▶ **Given problem**:
Set down the whole listing verbatim.
..............................
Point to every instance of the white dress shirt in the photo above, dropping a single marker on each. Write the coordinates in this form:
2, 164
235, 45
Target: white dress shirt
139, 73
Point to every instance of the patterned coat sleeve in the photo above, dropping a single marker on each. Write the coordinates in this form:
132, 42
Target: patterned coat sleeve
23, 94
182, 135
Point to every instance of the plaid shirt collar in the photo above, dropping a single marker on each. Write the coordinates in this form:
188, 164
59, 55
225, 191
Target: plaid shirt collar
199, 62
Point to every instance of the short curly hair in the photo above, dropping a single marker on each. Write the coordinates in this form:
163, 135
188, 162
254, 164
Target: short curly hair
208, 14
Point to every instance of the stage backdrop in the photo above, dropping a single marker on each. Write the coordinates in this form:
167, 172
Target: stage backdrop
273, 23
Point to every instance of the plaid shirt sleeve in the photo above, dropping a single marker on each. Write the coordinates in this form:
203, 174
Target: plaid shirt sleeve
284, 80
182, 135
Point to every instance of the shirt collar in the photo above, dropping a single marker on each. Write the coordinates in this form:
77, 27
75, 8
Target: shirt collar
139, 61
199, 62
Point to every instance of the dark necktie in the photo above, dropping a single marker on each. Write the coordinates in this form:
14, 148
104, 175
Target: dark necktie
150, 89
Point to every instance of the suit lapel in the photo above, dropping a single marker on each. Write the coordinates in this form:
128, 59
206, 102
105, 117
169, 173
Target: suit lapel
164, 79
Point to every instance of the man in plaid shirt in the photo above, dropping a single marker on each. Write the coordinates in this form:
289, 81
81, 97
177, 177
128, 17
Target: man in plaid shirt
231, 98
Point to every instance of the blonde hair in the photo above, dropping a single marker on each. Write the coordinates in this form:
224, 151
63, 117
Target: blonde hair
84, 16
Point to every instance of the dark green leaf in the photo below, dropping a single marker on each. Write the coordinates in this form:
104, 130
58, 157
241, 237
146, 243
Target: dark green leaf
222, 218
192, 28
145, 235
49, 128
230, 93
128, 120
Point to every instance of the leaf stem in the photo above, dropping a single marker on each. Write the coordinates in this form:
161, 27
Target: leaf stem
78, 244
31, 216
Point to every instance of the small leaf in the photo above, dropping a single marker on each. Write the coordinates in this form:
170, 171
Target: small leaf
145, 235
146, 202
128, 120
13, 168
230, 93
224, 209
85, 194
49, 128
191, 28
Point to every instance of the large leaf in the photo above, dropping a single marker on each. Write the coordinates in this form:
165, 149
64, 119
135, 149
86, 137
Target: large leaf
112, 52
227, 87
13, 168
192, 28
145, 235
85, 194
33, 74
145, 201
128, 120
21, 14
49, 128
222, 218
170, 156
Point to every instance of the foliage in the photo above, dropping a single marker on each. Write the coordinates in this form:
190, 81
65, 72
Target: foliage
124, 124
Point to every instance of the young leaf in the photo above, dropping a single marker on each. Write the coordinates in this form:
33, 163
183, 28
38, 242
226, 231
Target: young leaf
..............................
▶ **Output below**:
Point to every instance of the white dress shirt in the photo above, dropping a single marker on each. Write the coordinates in this form:
2, 164
235, 45
Target: white dress shirt
139, 73
Point to every instance of the patterned coat sleeve in the photo above, dropping a single marker on each. Write the coordinates in this form:
132, 42
Target: patterned coat sleeve
23, 94
182, 135
Point to every instance of the plaid shirt collar in the photo above, dropping a single marker on each. Write the coordinates in this form:
188, 164
59, 55
225, 191
Target: plaid shirt collar
199, 62
Point to every instance of the short curly hair in the photo above, dropping a single marker on each. Write the coordinates in this form:
163, 135
188, 162
254, 164
Target: short curly hair
208, 14
Point to every instance of the stage backdrop in the photo above, dropping a single marker on each. Write the coordinates in this form:
167, 172
Target: stage backdrop
273, 23
Point to every instance of the plaid shirt sleeve in the photo above, dropping a single marker on each. Write the coordinates in this form:
203, 174
Target: plaid shirt sleeve
284, 80
182, 135
Point to every instance of the shirt collar in the photo above, dropping a single marker on each. Write the coordinates in this form:
77, 27
75, 8
Target: shirt collar
139, 61
199, 62
Point to every instance of the dark necktie in the photo above, dropping a single marker on each. Write the coordinates in this form:
14, 148
104, 175
Target: dark necktie
150, 89
Point to every instance of the suit lapel in the photo above, dropping a single marker on each. Write the coordinates in this form:
128, 59
206, 102
105, 117
169, 173
Target: suit lapel
164, 79
Point to every instance of the man in plaid shirt in the photo above, dropping a single marker on each. Write the coordinates in this form:
289, 81
81, 97
177, 177
128, 17
Target: man in plaid shirt
231, 98
Point to every instance of the blonde hair in the photo above, dropping a single marker on each. Write the coordinates in this form:
224, 151
63, 117
Target: blonde hair
84, 16
Point to every instance of the dark green leaf in the photo below, dropping a single marker on each. Write the coordinates in this form:
104, 130
58, 157
241, 237
146, 243
Target: dark green leaf
222, 218
192, 28
145, 235
49, 128
230, 93
128, 120
Point to every instance of the leaf stem in the photo above, dropping a single marker on each. Write the coordinates in this form:
161, 27
Target: leaf stem
78, 244
31, 216
Point to every instance of the small leaf in the photo above, dropping a single marker on each. Write the coordinates in this form:
170, 171
Target: small leaf
145, 235
146, 202
128, 120
13, 168
230, 93
224, 209
85, 194
49, 128
191, 28
Point to every instance of the large leaf in the photo above, dropping a single marker on each. Write the coordinates in this form:
165, 149
64, 119
135, 149
86, 137
Target: large leaf
112, 52
227, 87
13, 168
192, 28
145, 235
85, 194
33, 74
145, 201
128, 120
21, 14
49, 128
222, 218
170, 156
Point to every instance of the foliage in the photo above, dropping a single marker on each. Write the coordinates in this form:
190, 81
65, 72
Target: foliage
124, 124
Point to every instance of the young leaf in the photo above, dropping a single marker on each. Write the coordinates in this form:
33, 163
183, 28
38, 242
226, 231
Target: young leaf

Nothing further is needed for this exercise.